## Text excerpt
_ _ _ _ _

Is this answerable at all? –  iandotkelly Sep 8 '12 at 15:51
    
@iandotkelly You need to have seen the movie, obviously. –  Andy Sep 8 '12 at 18:22
    
@Andy, well yes clearly. I saw the movie when it came out and presumed that everything was unrealistic, but how would we know? My only thought is that there is a reason why the western military still use reconnisance planes and drones. –  iandotkelly Sep 8 '12 at 18:57
    
I was the same but it was nowhere near as far fetched as, say, some of the techniques used in a James Bond movie. The wire tapping and facial recognition I can imagine are commonplace in the fight against terrorism. –  Andy Sep 8 '12 at 19:11

1 Answer 1

Technology will have moved on in even the 15 years since Enemy of the State was being put together, and much of that movement has been in precisely the areas OP asks about.

For example, this paper includes a chart showing how satellite camera resolution continues to improve, and this article confirms the increased military use of "drone" (unmanned) planes, which are more often configured for surveillance than attack.

Police forces in the UK are or soon will be using small drone helicopters that will be too high up and quiet for you to hear, but easily capable of seeing when you illegally drop a cigarette butt on the pavement.

_ _ _ _ _

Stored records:
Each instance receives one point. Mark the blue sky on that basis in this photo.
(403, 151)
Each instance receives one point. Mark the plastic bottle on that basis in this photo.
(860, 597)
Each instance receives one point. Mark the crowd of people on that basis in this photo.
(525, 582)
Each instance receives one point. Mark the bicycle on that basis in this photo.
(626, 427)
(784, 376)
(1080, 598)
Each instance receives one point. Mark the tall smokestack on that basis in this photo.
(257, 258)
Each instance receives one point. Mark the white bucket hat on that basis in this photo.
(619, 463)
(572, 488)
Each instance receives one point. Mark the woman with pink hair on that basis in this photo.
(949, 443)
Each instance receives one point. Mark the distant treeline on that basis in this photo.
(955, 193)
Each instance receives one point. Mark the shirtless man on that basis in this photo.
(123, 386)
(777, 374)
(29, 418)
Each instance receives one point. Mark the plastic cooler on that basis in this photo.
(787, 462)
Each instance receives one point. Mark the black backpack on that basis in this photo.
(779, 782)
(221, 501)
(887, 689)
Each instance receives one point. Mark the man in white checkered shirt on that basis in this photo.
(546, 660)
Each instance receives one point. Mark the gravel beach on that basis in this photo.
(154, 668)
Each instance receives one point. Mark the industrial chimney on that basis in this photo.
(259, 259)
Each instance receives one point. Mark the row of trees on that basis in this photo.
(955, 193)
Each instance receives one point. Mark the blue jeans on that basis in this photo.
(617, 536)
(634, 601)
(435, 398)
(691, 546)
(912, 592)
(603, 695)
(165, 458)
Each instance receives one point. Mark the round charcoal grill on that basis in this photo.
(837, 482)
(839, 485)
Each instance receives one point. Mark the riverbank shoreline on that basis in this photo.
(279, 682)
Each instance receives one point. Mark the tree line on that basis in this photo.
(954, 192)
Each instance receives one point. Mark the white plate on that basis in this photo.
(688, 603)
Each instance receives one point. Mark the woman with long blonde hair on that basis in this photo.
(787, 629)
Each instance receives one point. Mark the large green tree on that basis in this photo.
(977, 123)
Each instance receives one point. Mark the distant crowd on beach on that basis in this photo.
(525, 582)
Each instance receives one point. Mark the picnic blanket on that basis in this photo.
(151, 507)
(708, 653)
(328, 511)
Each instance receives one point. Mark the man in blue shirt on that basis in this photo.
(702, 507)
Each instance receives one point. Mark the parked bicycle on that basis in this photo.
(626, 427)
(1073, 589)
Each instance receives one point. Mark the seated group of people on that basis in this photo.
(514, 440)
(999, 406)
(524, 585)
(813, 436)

_ _ _ _ _

## Work instruction
Write the next part of the discussion about surveillance technology in Enemy of the State, continuing after the sentence about UK police drone helicopters. These entries were taken from a separate source.

## Exercise result
According to statistics, the average [UK] citizen is caught on CCTV cameras 300 times a day, and according to that BBC link, analysts expected a tenfold increase in the next five years after 2002 when that article was written.

I can't find a source, but I recall reading a few weeks ago of plans install dozens of sensitive directional microphones in Wembley Stadium, that with a bit of trivial processing power will enable operators to focus on a whispered conversation while 90,000 other people are shouting "Goal!"

OP might also consider in Francis Ford Coppola's 1974 movie The Conversation, where Gene Hackman brilliantly portrays a paranoid and personally-secretive surveillance expert. I'm not convinced the technology at the time was actually as good as what was portrayed, but it's much better today.

You don't have to be particularly paranoid to see the direction things are headed. Many "possible" technologies are never really taken up, but surveillance equipment is definitely on a roll.